PROMPT — Can you copy the listing below line for line, without changing anything?

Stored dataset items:
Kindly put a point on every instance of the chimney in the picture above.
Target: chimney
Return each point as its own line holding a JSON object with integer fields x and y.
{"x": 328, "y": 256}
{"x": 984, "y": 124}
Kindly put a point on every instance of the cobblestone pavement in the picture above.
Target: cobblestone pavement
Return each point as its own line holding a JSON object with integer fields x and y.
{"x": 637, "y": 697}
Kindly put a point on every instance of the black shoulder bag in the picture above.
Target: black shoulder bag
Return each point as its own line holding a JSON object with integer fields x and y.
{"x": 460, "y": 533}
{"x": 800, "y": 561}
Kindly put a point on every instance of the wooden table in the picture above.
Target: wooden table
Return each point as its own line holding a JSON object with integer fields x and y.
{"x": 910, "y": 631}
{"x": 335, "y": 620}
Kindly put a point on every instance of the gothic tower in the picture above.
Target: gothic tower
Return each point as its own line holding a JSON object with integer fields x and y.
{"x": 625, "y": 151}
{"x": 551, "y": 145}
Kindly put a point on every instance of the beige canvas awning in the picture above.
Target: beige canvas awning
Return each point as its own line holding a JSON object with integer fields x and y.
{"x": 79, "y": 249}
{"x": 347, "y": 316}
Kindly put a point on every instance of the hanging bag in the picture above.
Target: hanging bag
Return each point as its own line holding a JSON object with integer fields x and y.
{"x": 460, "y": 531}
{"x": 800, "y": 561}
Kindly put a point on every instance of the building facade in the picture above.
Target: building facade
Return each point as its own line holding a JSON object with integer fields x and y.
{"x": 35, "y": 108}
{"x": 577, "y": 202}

THE ANSWER —
Kindly put a point on every instance of the chimney in the picture above.
Target: chimney
Return each point as its own line holding a JSON object with integer fields x and y.
{"x": 328, "y": 256}
{"x": 984, "y": 124}
Kindly put a point on every instance of the cobblestone pavement in the picture above.
Target: cobblestone pavement
Return each point as its own line holding a JSON object with integer fields x and y.
{"x": 637, "y": 697}
Kindly put a point on every instance of the black shoulder bag in the picture above.
Target: black shoulder bag
Return each point as its own line holding a JSON object with integer fields x and y.
{"x": 460, "y": 533}
{"x": 800, "y": 561}
Kindly put a point on every instance of the wooden table in the picture above.
Target: wooden table
Return each point as its own line holding a JSON object with integer fields x and y.
{"x": 910, "y": 631}
{"x": 335, "y": 620}
Kindly put a point on every instance of the gothic tower in the picture above.
Target: gothic tower
Return each point as its own line holding a JSON object with integer fields x and y.
{"x": 625, "y": 151}
{"x": 551, "y": 145}
Kindly put a point on every instance of the beige canvas awning in the picture above.
Target: beige canvas awning
Return each point as its own line holding a JSON object with integer fields x and y.
{"x": 79, "y": 249}
{"x": 347, "y": 316}
Kindly put a point on every instance of the hanging bag in the picture above.
Target: hanging bag
Return each point as its own line holding a JSON object with integer fields x and y.
{"x": 460, "y": 531}
{"x": 800, "y": 561}
Kindly put a point on every instance of the building facade in the picture above.
Target: building facade
Return each point as its own line holding a JSON object with integer fields x and y.
{"x": 35, "y": 108}
{"x": 577, "y": 202}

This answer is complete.